Please rewrite the rows below as a Markdown table with two columns, No. and Line, giving each non-blank line its own number.
* START DATA ROWS *
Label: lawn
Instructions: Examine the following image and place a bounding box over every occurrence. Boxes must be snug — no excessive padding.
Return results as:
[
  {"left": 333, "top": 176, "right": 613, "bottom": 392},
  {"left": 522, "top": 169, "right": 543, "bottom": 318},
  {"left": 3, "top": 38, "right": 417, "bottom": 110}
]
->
* END DATA ROWS *
SOLUTION TO THIS EXERCISE:
| No. | Line |
|---|---|
| 1 | Label: lawn |
| 2 | Instructions: Examine the following image and place a bounding box over every occurrence. Boxes must be snug — no excessive padding. |
| 3 | Return results as: |
| 4 | [ |
| 5 |   {"left": 333, "top": 176, "right": 613, "bottom": 392}, |
| 6 |   {"left": 522, "top": 169, "right": 543, "bottom": 318}, |
| 7 |   {"left": 3, "top": 38, "right": 417, "bottom": 110} |
| 8 | ] |
| 9 | -> |